**Written request 1**
Reproduce the Jutro band history verbatim, everything from "Initially Jutro performed" down to "of the media.".
**Written request 2**
Write the next part of the history of the Yugoslav band Jutro, picking up after its last sentence.

**Supplied text**
Jutro (trans. Morning) was a Yugoslav rock band formed in Ljubljana in 1970. Initially performing boogie rock and later turning towards jazz rock, Jutro was a prominent act of the Yugoslav rock scene in the 1970s.

History

1970-early 1980s
Jutro was officially formed on 27 December 1970 in Ljubljana. The band was formed by Zoran Crnković (guitar, vocals), Miro Tomassini (bass guitar) and Dragan Gajić (drums). The band had they debut performance only several days after the official formation, on the New Year's Eve concert in Ljubljana's Tivoli Hall. The three forming members were later joined by guiarist Alan Jakin (formerly of the band Era).

Initially Jutro performed boogie rock, but also covered classical pieces. Their version of Mozart's Eine kleine Nachtmusik appeared on the live album Boom Pop Fest '73, recorded on the 1973 BOOM Festival held in Tivoli Hall. The band performed on the 1974 edition of the festival, also held in Tivoli Hall, the recording of their song "Tarantela" ("Tarantella") appearing on the double live album Boom Pop Festival Ljubljana '74. During the 1970s the band held a great number of live concerts and released a 7-inch single with the songs "Prema suncu" ("Towards the Sun") and "Mozart" through PGP-RTB, but failed to gain larger attention of the media.

**Information given**
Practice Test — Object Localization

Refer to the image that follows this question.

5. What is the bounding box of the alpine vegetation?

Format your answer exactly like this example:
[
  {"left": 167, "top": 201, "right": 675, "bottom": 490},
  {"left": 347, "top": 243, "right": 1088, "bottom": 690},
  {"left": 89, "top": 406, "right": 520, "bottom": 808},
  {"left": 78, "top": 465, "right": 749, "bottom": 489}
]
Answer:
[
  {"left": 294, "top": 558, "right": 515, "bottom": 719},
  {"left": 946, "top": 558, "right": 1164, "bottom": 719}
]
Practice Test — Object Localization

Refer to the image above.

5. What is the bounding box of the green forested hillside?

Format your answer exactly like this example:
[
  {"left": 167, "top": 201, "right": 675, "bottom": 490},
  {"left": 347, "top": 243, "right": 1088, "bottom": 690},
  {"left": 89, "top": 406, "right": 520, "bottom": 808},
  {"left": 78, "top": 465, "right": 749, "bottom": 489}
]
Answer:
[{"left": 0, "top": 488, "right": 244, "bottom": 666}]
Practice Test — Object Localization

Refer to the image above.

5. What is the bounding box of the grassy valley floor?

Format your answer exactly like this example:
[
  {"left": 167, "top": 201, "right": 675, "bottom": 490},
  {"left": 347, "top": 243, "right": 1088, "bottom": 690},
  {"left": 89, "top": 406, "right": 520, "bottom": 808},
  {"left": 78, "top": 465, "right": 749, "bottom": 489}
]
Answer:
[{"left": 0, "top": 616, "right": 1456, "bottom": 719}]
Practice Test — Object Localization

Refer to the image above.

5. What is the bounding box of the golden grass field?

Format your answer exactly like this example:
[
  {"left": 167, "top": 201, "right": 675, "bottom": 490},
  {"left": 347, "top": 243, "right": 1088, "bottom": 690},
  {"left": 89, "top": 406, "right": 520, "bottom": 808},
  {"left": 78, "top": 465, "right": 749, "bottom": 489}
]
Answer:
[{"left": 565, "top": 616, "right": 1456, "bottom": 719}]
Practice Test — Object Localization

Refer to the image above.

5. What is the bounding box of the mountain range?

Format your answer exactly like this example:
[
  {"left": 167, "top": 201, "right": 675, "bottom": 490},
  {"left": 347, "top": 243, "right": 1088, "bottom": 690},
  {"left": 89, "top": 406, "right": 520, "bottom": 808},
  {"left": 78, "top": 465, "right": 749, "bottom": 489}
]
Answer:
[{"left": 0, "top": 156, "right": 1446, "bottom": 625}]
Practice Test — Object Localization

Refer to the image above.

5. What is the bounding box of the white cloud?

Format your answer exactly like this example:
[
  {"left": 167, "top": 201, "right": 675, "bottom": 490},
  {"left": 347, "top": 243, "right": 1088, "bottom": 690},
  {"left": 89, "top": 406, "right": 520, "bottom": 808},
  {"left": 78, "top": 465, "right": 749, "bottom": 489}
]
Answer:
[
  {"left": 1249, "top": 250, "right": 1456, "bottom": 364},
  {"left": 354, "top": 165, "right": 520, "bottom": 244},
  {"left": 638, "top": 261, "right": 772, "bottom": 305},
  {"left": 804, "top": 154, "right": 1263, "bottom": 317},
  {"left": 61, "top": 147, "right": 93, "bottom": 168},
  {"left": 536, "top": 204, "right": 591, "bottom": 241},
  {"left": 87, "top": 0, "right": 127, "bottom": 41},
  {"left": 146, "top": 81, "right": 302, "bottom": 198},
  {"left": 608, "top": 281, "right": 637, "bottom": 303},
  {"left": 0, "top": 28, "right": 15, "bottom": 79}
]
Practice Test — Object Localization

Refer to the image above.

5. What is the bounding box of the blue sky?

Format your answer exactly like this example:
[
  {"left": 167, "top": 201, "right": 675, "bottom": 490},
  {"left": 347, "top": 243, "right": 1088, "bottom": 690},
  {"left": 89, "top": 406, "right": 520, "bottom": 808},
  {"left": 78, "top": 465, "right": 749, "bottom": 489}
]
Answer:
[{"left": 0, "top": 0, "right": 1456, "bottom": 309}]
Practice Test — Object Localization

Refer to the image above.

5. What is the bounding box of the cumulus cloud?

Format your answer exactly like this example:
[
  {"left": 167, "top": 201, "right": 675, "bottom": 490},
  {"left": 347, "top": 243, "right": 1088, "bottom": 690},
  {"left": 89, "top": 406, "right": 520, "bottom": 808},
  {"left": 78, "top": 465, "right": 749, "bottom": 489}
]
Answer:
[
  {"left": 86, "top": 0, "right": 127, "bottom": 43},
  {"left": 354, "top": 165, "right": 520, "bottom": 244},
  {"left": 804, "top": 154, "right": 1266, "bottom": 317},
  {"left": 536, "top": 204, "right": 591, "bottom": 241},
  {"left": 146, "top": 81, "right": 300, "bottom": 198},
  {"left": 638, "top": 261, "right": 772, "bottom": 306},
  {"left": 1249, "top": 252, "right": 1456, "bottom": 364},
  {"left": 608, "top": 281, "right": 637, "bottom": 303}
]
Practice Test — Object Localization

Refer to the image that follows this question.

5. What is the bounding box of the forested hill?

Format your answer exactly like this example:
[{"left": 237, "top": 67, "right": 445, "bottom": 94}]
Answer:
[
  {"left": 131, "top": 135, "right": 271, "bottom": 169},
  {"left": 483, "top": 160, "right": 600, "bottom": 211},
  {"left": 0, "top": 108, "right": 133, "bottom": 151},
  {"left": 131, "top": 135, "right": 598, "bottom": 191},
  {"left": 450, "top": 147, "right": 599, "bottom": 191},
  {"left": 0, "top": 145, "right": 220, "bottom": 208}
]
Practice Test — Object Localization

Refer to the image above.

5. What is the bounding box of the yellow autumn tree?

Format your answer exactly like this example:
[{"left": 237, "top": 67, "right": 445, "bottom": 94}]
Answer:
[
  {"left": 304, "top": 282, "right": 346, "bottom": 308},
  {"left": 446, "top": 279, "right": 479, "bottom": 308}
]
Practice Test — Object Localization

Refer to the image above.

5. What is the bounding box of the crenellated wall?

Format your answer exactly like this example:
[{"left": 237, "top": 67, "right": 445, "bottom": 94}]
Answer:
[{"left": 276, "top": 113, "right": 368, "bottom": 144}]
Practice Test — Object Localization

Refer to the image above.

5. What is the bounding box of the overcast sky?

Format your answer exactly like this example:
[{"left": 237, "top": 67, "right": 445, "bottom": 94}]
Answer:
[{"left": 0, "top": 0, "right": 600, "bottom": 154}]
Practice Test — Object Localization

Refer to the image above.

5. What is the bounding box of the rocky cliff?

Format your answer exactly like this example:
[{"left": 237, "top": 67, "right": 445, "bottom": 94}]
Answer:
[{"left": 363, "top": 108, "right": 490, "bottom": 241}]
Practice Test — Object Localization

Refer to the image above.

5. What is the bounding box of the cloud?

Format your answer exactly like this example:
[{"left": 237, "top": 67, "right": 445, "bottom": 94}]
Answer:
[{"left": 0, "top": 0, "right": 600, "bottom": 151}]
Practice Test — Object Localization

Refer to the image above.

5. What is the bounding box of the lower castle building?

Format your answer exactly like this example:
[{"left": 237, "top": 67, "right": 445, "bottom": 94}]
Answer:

**Task response 1**
Initially Jutro performed boogie rock, but also covered classical pieces. Their version of Mozart's Eine kleine Nachtmusik appeared on the live album Boom Pop Fest '73, recorded on the 1973 BOOM Festival held in Tivoli Hall. The band performed on the 1974 edition of the festival, also held in Tivoli Hall, the recording of their song "Tarantela" ("Tarantella") appearing on the double live album Boom Pop Festival Ljubljana '74. During the 1970s the band held a great number of live concerts and released a 7-inch single with the songs "Prema suncu" ("Towards the Sun") and "Mozart" through PGP-RTB, but failed to gain larger attention of the media.

**Task response 2**
In 1978 they were joined by saxophonist Lado Jakša, drummer Pavle Ristić and Bulgarian keyboardist Jordan Gančev. The new lineup of Jutro turned towards jazz rock. In 1980 they released their only studio album, entitled Dobro jutro (Good Morning), through ZKP RTLJ. The album featured songs authored by Crnković and a cover of traditional song "Po jezeru" ("On the Lake"). Released at the time of the expansion of the Yugoslav new wave scene, the album was not well by Yugoslav music critics, which described its sound as démodé. After the album release, Jutro spent couple of years performing mostly in Slovenian clubs, before quietly disbanding in the early 1980s..

Post breakup
Pavle Ristić died on 6 December 2006.

Discography

Studio albums
Dobro jutro (1980)

Singles
"Prema suncu" / "Mozzart" (1976)

Other appearances
"Mala nočna glasba" (Boom Pop Fest '73, 1973)
"Tarantela" (Boom Pop Festival Ljubljana '74, 1974)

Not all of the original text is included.